Material supplied.
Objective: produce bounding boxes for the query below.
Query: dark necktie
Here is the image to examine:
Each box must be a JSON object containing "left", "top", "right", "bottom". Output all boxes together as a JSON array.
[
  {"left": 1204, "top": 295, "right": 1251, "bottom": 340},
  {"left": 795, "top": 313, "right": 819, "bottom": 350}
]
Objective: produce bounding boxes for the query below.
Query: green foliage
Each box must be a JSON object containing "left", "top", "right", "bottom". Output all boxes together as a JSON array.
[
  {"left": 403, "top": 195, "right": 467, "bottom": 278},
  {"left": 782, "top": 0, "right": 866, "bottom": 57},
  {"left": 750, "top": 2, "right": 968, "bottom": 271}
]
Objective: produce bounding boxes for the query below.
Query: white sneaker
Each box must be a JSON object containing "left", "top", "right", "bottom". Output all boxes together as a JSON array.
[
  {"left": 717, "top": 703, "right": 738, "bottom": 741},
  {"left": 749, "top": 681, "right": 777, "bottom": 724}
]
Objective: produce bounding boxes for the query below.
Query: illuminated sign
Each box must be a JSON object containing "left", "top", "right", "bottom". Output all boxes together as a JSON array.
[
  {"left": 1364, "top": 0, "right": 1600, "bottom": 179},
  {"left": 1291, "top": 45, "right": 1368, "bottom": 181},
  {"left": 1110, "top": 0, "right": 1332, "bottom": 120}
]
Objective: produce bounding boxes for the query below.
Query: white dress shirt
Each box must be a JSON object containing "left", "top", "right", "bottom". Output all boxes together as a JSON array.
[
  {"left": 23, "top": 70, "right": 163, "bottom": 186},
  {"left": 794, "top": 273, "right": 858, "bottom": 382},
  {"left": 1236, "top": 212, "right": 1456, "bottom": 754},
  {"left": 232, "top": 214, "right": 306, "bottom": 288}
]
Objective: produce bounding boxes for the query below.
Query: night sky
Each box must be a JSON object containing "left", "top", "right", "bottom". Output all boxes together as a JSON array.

Task goal. Write down again the exact lines running from the beginning of the data to the line containing "Query: green foliage", with both ends included.

Written reply.
Objective: produce bounding boxes for the query below.
Query: dark necktie
Here is the image to examine:
Each box must be a JSON object containing "left", "top", "right", "bottom". Output all boxes together as a JSON array.
[
  {"left": 1204, "top": 295, "right": 1251, "bottom": 340},
  {"left": 795, "top": 313, "right": 819, "bottom": 350}
]
Objective: produce bounding boxes for the query below.
Query: green foliage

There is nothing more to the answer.